Provided passage
Research suggests that an herbal cleanse may facilitate the body's own ability to rid itself of toxins, and certain herbs have shown promise in purifying select organs. Today's highlight will be on milk thistle and dandelion root for the liver, juniper berries and nettle for the kidneys, and psyllium for the colon.

Over time, toxins can accumulate in the body for a variety of reasons. Culprits include environmental pollution, stress, medications, and even herbs. Moreover, an unhealthy diet that frequently incorporates caffeine, refined sugar, and alcohol is to blame for providing a route for these toxins to enter the body. Toxin accumulation may also deplete our energy and leave us feeling sluggish and unfocussed. It can also disrupt digestion and change our appetite.

Many people have tried using routine cleanses to enhance the body's natural ability to self-clean and get rid of pollutants that accumulate in the liver, kidney, and colon. Supporters of herbal cleanses claim that herbs promote the flushing of toxins out of the body and protect our organs, allowing the organs to function better and for the body to more efficiently handle increasing amounts of waste.

For the liver

The primary organ for detoxification is the liver. The liver serves many functions in the body, such as producing bile, which helps with digestion. One of its essential roles is to process, store, and eliminate millions of diverse compounds including nutrients, chemicals and medications, and toxins. The herbal products milk thistle and dandelion root have been used to clean and strengthen the liver.

Milk thistle contains a mixture of compounds collectively known as silymarin, which may protect against liver toxicity. Studies have shown that milk thistle works to protect and unclog the liver by stimulating the flow of bile through the liver and gallbladder. Recent findings have yielded encouraging results that support long-term treatment using milk thistle for those with liver damage - especially if the damage is caused by alcohol.

Additionally, milk thistle may be taken as a preventative measure, particularly by those who have a known liver disease, have a family history of liver disease, or have a diet composed largely of processed foods.

Dandelion root has also been used to help remove waste from the liver and gallbladder. It has been used in many traditional medicinal systems, such as the Native American medicinal system. It may increase bile production and reduce cholesterol and uric acid levels in the blood. The leaves are a mild diuretic and also help to clean the kidneys.

For the kidneys

Maintaining excellent kidney health is also vital during any cleanse. Not only do the kidneys filter waste from the body, they also regulate blood pressure and monitor blood sugar levels.

Stored data entries
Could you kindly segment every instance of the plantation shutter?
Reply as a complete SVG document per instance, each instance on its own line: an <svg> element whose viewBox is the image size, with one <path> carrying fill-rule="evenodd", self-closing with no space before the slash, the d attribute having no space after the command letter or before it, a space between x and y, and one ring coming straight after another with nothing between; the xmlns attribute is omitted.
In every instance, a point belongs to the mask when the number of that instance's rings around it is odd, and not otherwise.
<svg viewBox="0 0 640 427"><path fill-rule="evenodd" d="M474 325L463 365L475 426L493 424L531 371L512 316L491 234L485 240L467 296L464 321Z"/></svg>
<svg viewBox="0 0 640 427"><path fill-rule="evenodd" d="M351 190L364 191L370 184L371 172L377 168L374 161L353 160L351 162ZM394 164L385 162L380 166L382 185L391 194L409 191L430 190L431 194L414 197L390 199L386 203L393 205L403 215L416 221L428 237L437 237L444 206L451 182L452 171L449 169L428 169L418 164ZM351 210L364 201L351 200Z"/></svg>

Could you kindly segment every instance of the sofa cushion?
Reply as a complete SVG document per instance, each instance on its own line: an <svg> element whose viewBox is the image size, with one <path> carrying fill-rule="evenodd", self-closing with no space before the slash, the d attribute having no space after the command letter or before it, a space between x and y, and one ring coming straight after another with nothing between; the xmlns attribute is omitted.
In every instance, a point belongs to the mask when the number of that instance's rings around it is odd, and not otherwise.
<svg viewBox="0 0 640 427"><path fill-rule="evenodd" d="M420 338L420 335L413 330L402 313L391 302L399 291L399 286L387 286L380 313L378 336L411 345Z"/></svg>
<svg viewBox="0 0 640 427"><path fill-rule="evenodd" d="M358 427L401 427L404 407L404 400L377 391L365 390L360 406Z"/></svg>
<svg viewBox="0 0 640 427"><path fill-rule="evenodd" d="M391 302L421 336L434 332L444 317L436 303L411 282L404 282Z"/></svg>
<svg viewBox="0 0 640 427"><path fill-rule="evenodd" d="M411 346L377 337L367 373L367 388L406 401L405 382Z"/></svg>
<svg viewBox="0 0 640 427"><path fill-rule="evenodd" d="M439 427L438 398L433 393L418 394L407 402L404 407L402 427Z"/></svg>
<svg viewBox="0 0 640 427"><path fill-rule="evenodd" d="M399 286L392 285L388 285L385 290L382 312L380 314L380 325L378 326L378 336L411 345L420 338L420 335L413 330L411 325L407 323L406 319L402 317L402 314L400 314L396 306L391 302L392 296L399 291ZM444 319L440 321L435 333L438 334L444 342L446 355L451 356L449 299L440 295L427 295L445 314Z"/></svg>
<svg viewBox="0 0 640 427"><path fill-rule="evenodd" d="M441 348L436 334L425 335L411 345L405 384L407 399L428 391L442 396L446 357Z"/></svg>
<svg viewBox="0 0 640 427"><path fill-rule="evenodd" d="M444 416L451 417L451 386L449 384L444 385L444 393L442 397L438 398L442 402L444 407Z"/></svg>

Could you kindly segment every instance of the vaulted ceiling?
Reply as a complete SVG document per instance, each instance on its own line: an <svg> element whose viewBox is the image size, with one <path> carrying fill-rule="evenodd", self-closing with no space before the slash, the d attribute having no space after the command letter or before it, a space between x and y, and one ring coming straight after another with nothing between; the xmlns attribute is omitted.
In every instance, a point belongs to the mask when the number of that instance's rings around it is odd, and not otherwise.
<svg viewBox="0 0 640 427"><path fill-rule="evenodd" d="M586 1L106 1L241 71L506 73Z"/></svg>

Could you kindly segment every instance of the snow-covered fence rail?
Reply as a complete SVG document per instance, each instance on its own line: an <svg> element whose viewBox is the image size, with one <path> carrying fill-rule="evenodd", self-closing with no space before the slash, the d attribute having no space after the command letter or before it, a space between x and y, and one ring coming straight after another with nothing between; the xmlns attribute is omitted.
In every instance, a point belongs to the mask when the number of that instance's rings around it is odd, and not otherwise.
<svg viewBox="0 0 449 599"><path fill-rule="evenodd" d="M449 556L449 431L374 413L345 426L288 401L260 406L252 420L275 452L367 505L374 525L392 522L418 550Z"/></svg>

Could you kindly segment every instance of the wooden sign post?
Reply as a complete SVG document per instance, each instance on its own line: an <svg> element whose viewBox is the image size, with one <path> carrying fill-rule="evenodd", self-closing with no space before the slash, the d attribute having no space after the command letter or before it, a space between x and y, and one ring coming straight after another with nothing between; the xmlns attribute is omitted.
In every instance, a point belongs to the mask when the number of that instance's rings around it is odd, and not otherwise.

Tasks and exercises
(1) Answer these questions using the passage on herbal cleanses:
(a) By what collective name is the mixture of compounds in milk thistle known?
(b) Which organ does the passage call the primary organ for detoxification?
(c) Apart from filtering waste from the body, what two functions of the kidneys does the passage name?
(2) Set down the portion of the passage on herbal cleanses that begins at the words "The primary organ" and ends after the words "strengthen the liver.", reproducing it without change.
(3) Take the passage on herbal cleanses further, beginning after its final sentence.

Responses per task
(1)
(a) Silymarin.
(b) The liver.
(c) The kidneys regulate blood pressure and monitor blood sugar levels.

(2)
The primary organ for detoxification is the liver. The liver serves many functions in the body, such as producing bile, which helps with digestion. One of its essential roles is to process, store, and eliminate millions of diverse compounds including nutrients, chemicals and medications, and toxins. The herbal products milk thistle and dandelion root have been used to clean and strengthen the liver.

(3)
Juniper berries may strengthen and detoxify the kidneys as well as the urinary tract. The diuretic action of juniper increases the filtration rate of the kidneys. However, long-term use is not recommended because it causes local irritation of the kidneys, and frequent use of juniper may be harmful and should be avoided by those suffering from kidney disease or diabetes, and also by pregnant mothers.

Another diuretic that people use to help with kidney function is nettle. By promoting frequent urination, nettle allows water to continuously flow through the kidneys and bladder - ensuring bacteria is flushed out and crystals do not form or develop into kidney stones. However, nettle is not recommended for use by people with chronic kidney disease.

For the colon

Toxins will also accumulate in the colon when undigested food matter ferments and interferes with nutrient absorption. These toxins can then enter the bloodstream, pollute the cells, and further prevent other waste matter from exiting the body.

One way to cleanse the colon is to use psyllium husks and seeds. They are full of fibre and act as a natural laxative. As an added bonus, the gel that forms when psyllium is taken with ample amounts of water actually attracts and absorbs toxins as it passes through the bowels on the way out of the body. Psyllium may also be useful in treating conditions from diarrhea to high cholesterol.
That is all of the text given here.